Copy out every line holding the string "truck" from the records below.

[Source records]
════════════════
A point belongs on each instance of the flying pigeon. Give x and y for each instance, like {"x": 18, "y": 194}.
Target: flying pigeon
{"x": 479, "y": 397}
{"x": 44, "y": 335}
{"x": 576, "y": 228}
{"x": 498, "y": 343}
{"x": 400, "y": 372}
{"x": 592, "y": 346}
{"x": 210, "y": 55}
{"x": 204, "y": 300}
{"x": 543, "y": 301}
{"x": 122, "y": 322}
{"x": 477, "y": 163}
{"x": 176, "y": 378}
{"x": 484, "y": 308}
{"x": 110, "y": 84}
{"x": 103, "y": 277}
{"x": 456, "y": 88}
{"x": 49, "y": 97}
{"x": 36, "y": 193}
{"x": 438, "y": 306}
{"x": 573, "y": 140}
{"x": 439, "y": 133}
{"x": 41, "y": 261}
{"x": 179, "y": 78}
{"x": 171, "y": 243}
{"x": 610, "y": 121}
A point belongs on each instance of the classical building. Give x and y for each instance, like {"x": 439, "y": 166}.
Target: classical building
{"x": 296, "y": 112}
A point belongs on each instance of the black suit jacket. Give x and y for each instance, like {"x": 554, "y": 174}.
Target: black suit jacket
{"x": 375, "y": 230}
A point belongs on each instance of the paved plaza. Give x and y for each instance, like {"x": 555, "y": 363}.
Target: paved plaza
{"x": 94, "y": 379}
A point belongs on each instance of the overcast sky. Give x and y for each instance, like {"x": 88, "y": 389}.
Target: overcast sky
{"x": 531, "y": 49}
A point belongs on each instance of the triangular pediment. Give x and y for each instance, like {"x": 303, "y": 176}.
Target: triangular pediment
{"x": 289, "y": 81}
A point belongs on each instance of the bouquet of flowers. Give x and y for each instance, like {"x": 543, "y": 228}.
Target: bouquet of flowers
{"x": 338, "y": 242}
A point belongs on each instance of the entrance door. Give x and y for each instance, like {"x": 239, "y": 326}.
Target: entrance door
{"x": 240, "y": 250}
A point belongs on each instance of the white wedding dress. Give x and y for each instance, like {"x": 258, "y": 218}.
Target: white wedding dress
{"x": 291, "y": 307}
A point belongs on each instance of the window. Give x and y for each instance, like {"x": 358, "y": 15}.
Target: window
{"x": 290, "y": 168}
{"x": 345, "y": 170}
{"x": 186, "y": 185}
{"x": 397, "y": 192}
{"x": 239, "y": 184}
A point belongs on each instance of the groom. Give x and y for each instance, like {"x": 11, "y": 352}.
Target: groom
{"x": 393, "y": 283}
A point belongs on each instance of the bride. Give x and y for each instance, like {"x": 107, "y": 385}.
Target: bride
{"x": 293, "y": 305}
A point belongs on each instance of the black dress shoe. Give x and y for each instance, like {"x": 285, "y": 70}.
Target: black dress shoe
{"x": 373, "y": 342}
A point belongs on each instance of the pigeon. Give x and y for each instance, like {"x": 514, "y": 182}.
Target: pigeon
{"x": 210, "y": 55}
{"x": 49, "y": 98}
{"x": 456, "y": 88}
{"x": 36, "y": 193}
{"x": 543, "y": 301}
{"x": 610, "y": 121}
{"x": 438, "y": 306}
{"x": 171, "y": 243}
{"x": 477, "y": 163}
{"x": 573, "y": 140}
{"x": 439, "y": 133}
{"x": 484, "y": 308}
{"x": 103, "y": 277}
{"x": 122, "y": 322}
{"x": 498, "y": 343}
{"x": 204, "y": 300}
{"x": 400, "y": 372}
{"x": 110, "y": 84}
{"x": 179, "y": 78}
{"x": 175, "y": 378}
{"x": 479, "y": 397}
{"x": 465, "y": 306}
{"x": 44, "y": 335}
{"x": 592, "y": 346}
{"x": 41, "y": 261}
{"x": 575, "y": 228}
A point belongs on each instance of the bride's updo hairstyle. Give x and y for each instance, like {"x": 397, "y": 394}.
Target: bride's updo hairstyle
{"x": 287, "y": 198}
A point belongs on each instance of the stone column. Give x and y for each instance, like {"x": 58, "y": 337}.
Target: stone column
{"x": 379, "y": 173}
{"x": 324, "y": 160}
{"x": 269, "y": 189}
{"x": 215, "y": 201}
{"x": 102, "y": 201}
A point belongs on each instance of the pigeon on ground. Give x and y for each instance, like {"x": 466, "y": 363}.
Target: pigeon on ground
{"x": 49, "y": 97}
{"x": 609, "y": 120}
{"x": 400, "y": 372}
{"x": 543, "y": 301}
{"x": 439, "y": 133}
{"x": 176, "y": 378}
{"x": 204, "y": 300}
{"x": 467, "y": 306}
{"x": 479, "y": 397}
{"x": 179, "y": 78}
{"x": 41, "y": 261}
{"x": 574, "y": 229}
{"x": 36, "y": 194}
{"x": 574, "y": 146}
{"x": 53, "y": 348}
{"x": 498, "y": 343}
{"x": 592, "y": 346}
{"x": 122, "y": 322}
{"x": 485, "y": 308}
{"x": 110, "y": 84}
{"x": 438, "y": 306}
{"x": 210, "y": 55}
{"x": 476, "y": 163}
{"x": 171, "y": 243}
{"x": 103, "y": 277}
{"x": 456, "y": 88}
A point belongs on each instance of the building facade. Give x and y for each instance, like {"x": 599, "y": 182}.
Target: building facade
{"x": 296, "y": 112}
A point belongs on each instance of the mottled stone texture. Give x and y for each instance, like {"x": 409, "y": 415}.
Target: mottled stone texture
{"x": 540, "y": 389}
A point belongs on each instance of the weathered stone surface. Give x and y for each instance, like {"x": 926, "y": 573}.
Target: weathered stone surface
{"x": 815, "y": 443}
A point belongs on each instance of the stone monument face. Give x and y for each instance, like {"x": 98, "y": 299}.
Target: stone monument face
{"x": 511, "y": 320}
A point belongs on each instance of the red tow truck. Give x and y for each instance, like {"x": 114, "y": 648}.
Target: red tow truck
════════════════
*Answer for this exercise*:
A point belongs on each instance of the red tow truck. Give x and y for each instance, like {"x": 114, "y": 648}.
Target: red tow truck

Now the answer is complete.